__SELECTED PASSAGE__:
────────

Lately, I’ve been spending my evenings mending old socks, blouses, and sweatshirts. First, it started as a need to fix up a 5-year-old pair of shorts with the seams torn apart. Then before I knew it, I was searching for something to mend, something to fix. I was sewing up socks before a hole formed.
I’ve long had this insatiable desire to fix. Growing up, almost everything around me felt broken into little fragments of what once was. I was familiar with heartbreak, but not the crying-to-Taylor Swift-in-your-childhood-bedroom type of heartbreak. I felt heartbreak in the heavy air, in the ways my family talked to and about each other. We’re stuck in this imaginary border between here and there, in a diasporic purgatory of sorts.
When the British left the Indian subcontinent, they fragmented the land into sacrosanct nation-states. In true colonial fashion, they drew an imaginary line in the sand … and then militarised it. Overgrown religious tension was caught ablaze under colonial fire as generations of friendships and Earthly kinship went up in smoke. In waves of mass migration, warfare, kidnapping, and gendered violence, unprocessed colonial violence was turned inwards.

────────

__LISTING__:
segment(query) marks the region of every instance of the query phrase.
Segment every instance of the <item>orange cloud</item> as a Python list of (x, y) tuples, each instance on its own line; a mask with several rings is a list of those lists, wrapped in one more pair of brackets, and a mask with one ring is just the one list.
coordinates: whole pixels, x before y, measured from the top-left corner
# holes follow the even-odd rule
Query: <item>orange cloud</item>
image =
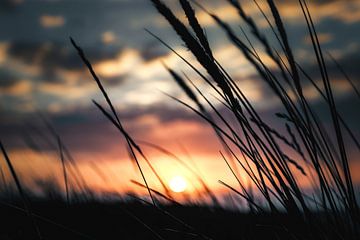
[(62, 27), (65, 24), (65, 18), (60, 15), (42, 15), (39, 21), (44, 28)]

────────

__SHORT PROBLEM 1__: Output the part of the mending essay between "I’ve long had" and "was turned inwards.", inclusive.
__SHORT PROBLEM 2__: Go on with the mending essay from the point where it stops.
The entries here are separate material and have no connection to the mending essay.

__WRITTEN ANSWER 1__:
I’ve long had this insatiable desire to fix. Growing up, almost everything around me felt broken into little fragments of what once was. I was familiar with heartbreak, but not the crying-to-Taylor Swift-in-your-childhood-bedroom type of heartbreak. I felt heartbreak in the heavy air, in the ways my family talked to and about each other. We’re stuck in this imaginary border between here and there, in a diasporic purgatory of sorts.
When the British left the Indian subcontinent, they fragmented the land into sacrosanct nation-states. In true colonial fashion, they drew an imaginary line in the sand … and then militarised it. Overgrown religious tension was caught ablaze under colonial fire as generations of friendships and Earthly kinship went up in smoke. In waves of mass migration, warfare, kidnapping, and gendered violence, unprocessed colonial violence was turned inwards.

__WRITTEN ANSWER 2__:
Colonialism is abuse under the thinly-veiled guise of progress. We move forward, faster, frantic, never stopping to heal. In the words of the cliche but true dictum, “hurt people hurt people” – but what happens when people are victimized en masse? What we know to be true is that hurt nations hurt each other, and their people. In the past 75 years, since the legal independence of the Indian subcontinent, there has never been an intentional space to collectively grieve. When do we mourn the generations of continued violence, especially when so many of us cannot see the light at the end of the tunnel?
I believe that we must contextualize “history repeats itself” into a larger dialogue about the accessibility of healing and grieving supports. Two things can be true at once: humans cause harm because we are messy and complex and human beings are not innately evil or selfish. In cultures of capitalistic patriarchal shame, we pathologize emotional sensibilities and therefore stigmatize rest and healing. This is a clear barrier to mending our collective traumas. We often process trauma, and create space for accountability, when we are in safer spaces and relationships. However, under systems of oppression, fear-ridden trauma responses are spun into Hobbsian philosophies about human nature. We cannot neutralize calcified colonial wounds into abstract geopolitics – this is deeply personal work.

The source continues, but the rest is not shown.